------ TEXTE SOURCE ------
France | France, Cour administrative d'appel de Nantes, 1ère chambre, 17 janvier 2019, 17NT01621


Vu la procédure suivante :

Procédure contentieuse antérieure :

M. et Mme B... ont demandé au tribunal administratif d'Orléans de prononcer la décharge de la cotisation supplémentaire de contribution exceptionnelle sur les hauts revenus à laquelle ils ont été assujettis au titre de l'année 2011.

Par un jugement n° 1602211 du 21 mars 2017, le tribunal administratif d'Orléans a rejeté leur demande.

Procédure devant la cour :

Par une requête, enregistrée le 24 mai 2017, M. et Mme B..., représentés par MeC..., demandent à la cour :

1°)

d'annuler ce jugement ;

2°) de prononcer cette décharge ;

3°) de mettre à la charge de l'Etat le vers...

Vu la procédure suivante :

Procédure contentieuse antérieure :

M. et Mme B... ont demandé au tribunal administratif d'Orléans de prononcer la décharge de la cotisation supplémentaire de contribution exceptionnelle sur les hauts revenus à laquelle ils ont été assujettis au titre de l'année 2011.

Par un jugement n° 1602211 du 21 mars 2017, le tribunal administratif d'Orléans a rejeté leur demande.

Procédure devant la cour :

Par une requête, enregistrée le 24 mai 2017, M. et Mme B..., représentés par MeC..., demandent à la cour :

1°) d'annuler ce jugement ;

2°) de prononcer cette décharge ;

3°) de mettre à la charge de l'Etat le versement d'une somme de 5 000 euros au titre de l'article L. 761-1 du code de justice administrative.

Ils soutiennent que :

- la procédure d'imposition est irrégulière dès lors que l'administration a volontairement dénaturé les faits et les pièces présentées lors des opérations de contrôle ;

- ils ont été privés de la possibilité de saisir l'interlocuteur départemental ;

- l'administration s'est placée implicitement mais nécessairement sur le terrain de l'abus de droit fiscal sans leur accorder les garanties attachées à cette procédure ;

- ils peuvent bénéficier de l'exonération d'impôt sur le revenu prévue à l'article 150-0 D ter du code général des impôts au titre de la plus-value que M. B...a réalisée lors de la cession des actions qu'il détenait dans la société par actions simplifiée (SAS)B....
------
_OBJECTIF 1_
Recopiez le passage du texte source en partant de "3°) de mettre à la charge de l'Etat le versement" et en poursuivant jusqu'à "actions simplifiée (SAS)B....", mais remplacez "interlocuteur départemental" par "interlocuteur régional".
_OBJECTIF 2_
Pour chacune des affirmations suivantes, indiquez par oui ou par non si elle concorde avec le texte source et citez les mots décisifs de celui-ci : (a) le tribunal administratif d'Orléans a rejeté la demande de M. et Mme B... par un jugement du 21 mars 2017 ; (b) les requérants demandent que l'État leur verse une somme de 10 000 euros ; (c) la requête devant la cour a été enregistrée le 24 mai 2017.
------ DONNÉES FOURNIES ------
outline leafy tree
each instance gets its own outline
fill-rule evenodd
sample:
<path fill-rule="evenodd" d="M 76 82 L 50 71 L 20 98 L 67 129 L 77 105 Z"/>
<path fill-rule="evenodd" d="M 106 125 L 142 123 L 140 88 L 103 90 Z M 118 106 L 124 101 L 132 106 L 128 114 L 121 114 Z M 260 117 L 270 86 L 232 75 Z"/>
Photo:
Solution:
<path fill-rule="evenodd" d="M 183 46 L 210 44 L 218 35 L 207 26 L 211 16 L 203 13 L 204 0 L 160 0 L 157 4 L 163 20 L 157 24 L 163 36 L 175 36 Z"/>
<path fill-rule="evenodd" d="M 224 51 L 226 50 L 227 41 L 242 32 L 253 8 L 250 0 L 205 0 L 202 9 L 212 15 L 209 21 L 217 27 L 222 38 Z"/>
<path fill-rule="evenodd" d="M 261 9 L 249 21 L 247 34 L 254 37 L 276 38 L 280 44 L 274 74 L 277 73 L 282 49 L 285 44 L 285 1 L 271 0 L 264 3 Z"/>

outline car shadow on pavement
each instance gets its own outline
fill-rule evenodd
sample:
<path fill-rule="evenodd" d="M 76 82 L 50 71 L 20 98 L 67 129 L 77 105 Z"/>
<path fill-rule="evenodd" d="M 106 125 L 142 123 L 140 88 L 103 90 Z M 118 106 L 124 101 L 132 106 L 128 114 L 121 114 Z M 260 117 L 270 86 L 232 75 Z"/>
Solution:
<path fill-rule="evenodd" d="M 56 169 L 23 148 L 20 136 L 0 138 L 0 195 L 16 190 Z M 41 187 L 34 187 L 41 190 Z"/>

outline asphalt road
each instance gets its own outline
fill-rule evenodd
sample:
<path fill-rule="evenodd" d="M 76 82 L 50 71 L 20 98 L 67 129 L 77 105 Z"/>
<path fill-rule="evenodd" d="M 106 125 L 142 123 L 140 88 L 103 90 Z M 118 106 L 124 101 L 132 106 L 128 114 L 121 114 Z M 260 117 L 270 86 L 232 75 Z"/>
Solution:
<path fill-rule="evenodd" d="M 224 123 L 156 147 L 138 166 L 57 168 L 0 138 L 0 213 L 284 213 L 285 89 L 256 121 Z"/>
------
_RÉPONSE ATTENDUE 1_
3°) de mettre à la charge de l'Etat le versement d'une somme de 5 000 euros au titre de l'article L. 761-1 du code de justice administrative.

Ils soutiennent que :

- la procédure d'imposition est irrégulière dès lors que l'administration a volontairement dénaturé les faits et les pièces présentées lors des opérations de contrôle ;

- ils ont été privés de la possibilité de saisir l'interlocuteur régional ;

- l'administration s'est placée implicitement mais nécessairement sur le terrain de l'abus de droit fiscal sans leur accorder les garanties attachées à cette procédure ;

- ils peuvent bénéficier de l'exonération d'impôt sur le revenu prévue à l'article 150-0 D ter du code général des impôts au titre de la plus-value que M. B...a réalisée lors de la cession des actions qu'il détenait dans la société par actions simplifiée (SAS)B....

_RÉPONSE ATTENDUE 2_
(a) Oui : « Par un jugement n° 1602211 du 21 mars 2017, le tribunal administratif d'Orléans a rejeté leur demande. »
(b) Non : « le versement d'une somme de 5 000 euros »
(c) Oui : « Par une requête, enregistrée le 24 mai 2017 »